▸ Exercise instructions
Please return each record exactly as it stands.
Given data START
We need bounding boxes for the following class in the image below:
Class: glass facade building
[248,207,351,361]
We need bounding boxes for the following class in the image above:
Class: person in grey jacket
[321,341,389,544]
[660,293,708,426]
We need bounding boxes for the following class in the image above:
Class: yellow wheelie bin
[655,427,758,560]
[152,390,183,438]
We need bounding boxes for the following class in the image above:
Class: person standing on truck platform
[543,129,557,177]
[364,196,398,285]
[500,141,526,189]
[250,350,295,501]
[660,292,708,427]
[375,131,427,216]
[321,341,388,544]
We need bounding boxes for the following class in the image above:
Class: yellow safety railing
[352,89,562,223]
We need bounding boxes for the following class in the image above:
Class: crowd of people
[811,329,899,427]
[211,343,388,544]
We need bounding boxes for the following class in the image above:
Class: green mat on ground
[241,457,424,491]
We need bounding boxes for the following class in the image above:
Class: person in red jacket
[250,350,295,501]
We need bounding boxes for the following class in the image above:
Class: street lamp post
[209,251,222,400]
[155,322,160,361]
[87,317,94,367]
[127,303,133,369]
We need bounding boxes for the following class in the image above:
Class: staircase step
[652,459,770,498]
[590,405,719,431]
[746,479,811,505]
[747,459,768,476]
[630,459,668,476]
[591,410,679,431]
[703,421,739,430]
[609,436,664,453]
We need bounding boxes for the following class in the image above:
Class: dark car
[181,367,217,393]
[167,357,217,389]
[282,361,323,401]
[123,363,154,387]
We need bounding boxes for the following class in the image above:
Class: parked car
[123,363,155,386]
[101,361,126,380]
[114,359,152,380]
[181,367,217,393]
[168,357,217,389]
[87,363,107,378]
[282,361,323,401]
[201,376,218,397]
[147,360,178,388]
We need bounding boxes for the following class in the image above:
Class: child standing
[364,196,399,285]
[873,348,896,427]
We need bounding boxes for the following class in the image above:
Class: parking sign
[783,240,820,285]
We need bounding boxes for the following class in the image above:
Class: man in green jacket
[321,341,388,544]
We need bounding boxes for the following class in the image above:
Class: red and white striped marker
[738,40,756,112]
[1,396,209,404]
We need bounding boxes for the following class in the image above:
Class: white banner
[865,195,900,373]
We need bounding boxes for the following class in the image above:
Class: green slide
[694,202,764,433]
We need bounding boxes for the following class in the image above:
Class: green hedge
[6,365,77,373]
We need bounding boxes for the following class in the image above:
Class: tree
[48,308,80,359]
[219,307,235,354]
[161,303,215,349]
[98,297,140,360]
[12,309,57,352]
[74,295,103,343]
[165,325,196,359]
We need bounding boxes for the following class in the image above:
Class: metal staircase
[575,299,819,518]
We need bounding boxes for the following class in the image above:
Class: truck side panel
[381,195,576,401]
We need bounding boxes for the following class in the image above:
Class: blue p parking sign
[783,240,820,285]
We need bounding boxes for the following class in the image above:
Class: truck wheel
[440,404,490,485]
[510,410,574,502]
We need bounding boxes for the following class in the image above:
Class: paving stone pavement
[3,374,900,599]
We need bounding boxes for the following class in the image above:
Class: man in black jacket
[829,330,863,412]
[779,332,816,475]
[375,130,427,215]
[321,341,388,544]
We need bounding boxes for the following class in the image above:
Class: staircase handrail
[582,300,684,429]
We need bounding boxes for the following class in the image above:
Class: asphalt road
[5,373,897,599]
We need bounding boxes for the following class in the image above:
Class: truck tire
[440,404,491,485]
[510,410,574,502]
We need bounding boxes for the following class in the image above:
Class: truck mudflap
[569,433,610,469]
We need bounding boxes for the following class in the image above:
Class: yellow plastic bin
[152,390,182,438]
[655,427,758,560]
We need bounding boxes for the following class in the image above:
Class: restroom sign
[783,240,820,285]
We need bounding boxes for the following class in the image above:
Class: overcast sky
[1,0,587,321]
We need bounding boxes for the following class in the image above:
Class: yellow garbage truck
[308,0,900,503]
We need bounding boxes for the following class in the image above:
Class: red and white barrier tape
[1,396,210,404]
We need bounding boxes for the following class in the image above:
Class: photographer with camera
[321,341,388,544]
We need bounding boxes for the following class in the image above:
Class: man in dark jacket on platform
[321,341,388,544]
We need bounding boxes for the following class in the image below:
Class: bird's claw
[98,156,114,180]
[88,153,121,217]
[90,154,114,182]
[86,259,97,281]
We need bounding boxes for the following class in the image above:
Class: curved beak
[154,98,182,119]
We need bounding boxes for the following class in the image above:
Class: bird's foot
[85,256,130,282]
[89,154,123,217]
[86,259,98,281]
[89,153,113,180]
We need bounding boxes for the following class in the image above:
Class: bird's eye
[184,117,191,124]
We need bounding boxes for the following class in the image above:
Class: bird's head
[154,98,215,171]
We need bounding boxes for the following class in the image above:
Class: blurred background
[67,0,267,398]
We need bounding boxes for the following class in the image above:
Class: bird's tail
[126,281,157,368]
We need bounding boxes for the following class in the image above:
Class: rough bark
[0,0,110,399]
Given data END
▸ Solution
We need bounding boxes for the following class in the image below:
Class: glass facade building
[248,207,351,361]
We need bounding boxes for the following class in the image above:
Class: person in grey jacket
[321,341,389,544]
[660,293,708,426]
We need bounding boxes for the following class in the image above:
Class: yellow wheelie bin
[655,427,758,560]
[152,390,183,438]
We need bounding boxes for the following class in the image above:
Class: person standing on truck platform
[543,129,557,177]
[364,196,398,285]
[500,141,526,189]
[250,350,295,501]
[660,292,708,427]
[375,131,427,216]
[321,341,388,544]
We need bounding boxes for the following class in the image above:
Class: yellow safety railing
[352,89,562,223]
We need bounding boxes for the following class in the image above:
Class: crowd of people
[811,329,899,427]
[211,343,388,544]
We need bounding boxes for the following class in the image above:
Class: green mat on ground
[241,457,424,491]
We need bounding boxes for the following class in the image above:
Class: person in red jacket
[250,350,295,501]
We need bounding boxes for the following class in the image above:
Class: street lamp post
[209,251,222,400]
[155,322,160,361]
[87,317,94,367]
[127,303,133,369]
We need bounding boxes for the following class in the image above:
Class: staircase step
[652,459,770,498]
[590,405,719,431]
[746,479,811,505]
[747,459,768,476]
[630,459,668,476]
[591,410,679,431]
[703,421,739,430]
[609,436,664,453]
We need bounding boxes for the following class in the image above:
Class: dark car
[181,367,217,393]
[167,357,217,389]
[282,361,323,401]
[123,363,154,387]
We need bounding boxes for the following class in the image above:
Class: parked car
[123,363,155,386]
[101,361,126,380]
[114,359,152,380]
[181,367,217,393]
[168,357,217,389]
[87,363,107,378]
[282,361,323,401]
[201,376,218,397]
[147,360,178,388]
We need bounding boxes for the following class in the image above:
Class: child standing
[364,196,399,285]
[873,348,896,427]
We need bounding boxes for the following class in the image above:
Class: parking sign
[783,240,820,285]
We need bounding boxes for the following class in the image above:
Class: man in green jacket
[321,341,388,544]
We need bounding boxes for the following class in the image above:
Class: red and white striped marker
[738,40,756,112]
[1,396,209,404]
We need bounding boxes for the following class in the image above:
Class: white banner
[865,195,900,373]
We need bounding boxes for the following class in the image above:
Class: green slide
[694,202,764,433]
We need bounding boxes for the following class in the image above:
Class: green hedge
[6,365,77,373]
We need bounding boxes for the following class in the image above:
Class: tree
[48,308,80,359]
[219,307,235,354]
[161,303,215,349]
[98,297,140,360]
[12,309,57,352]
[74,295,103,343]
[165,325,196,359]
We need bounding boxes for the following class in the image above:
Class: metal staircase
[575,299,819,518]
We need bounding boxes for the following class in the image above:
Class: truck side panel
[381,195,576,401]
We need bounding boxes for the following class in the image above:
Class: blue p parking sign
[783,240,820,285]
We need bounding boxes for the following class in the image above:
Class: truck wheel
[440,404,490,485]
[510,410,574,502]
We need bounding boxes for the following class in the image above:
Class: paving stone pavement
[3,374,900,599]
We need bounding boxes for the following class in the image above:
Class: man in black jacket
[829,330,863,412]
[779,332,816,475]
[375,130,427,215]
[321,341,388,544]
We need bounding boxes for the following class in the image above:
Class: staircase handrail
[582,300,684,429]
We need bounding boxes for the following class in the image above:
Class: asphalt road
[5,373,897,599]
We need bounding boxes for the following class in the image above:
Class: truck tire
[440,404,491,485]
[510,410,574,502]
We need bounding boxes for the following class in the image above:
Class: truck mudflap
[569,433,610,469]
We need bounding boxes for the following class in the image above:
Class: yellow plastic bin
[152,390,182,438]
[655,427,758,560]
We need bounding boxes for the following class in the image above:
Class: restroom sign
[783,240,820,285]
We need bounding boxes for the following class in the image above:
Class: overcast sky
[1,0,587,321]
We need bounding boxes for the following class in the image above:
Class: yellow garbage truck
[308,0,900,503]
We need bounding boxes for the following class in the image above:
Class: red and white barrier tape
[1,396,210,404]
We need bounding boxes for the following class in the image above:
Class: photographer with camera
[321,341,388,544]
We need bounding boxes for the following class in the image above:
Class: man in dark jacket on platform
[321,341,388,544]
We need bounding boxes for the following class in the image below:
Class: bird's claw
[98,156,114,180]
[88,153,121,217]
[90,154,114,182]
[86,259,97,281]
We need bounding boxes for the following class in the image above:
Class: curved beak
[154,98,182,119]
We need bounding boxes for the following class in the image above:
Class: bird's foot
[85,256,130,282]
[89,154,123,217]
[86,259,98,281]
[89,153,113,180]
We need bounding boxes for the following class in the image above:
Class: bird's eye
[184,117,191,124]
We need bounding boxes for the following class in the image above:
Class: bird's head
[154,98,215,171]
We need bounding boxes for the following class in the image above:
Class: blurred background
[67,0,267,398]
We need bounding boxes for the following class in the image above:
Class: bird's tail
[126,281,157,368]
We need bounding boxes for the following class in the image above:
Class: rough bark
[0,0,110,399]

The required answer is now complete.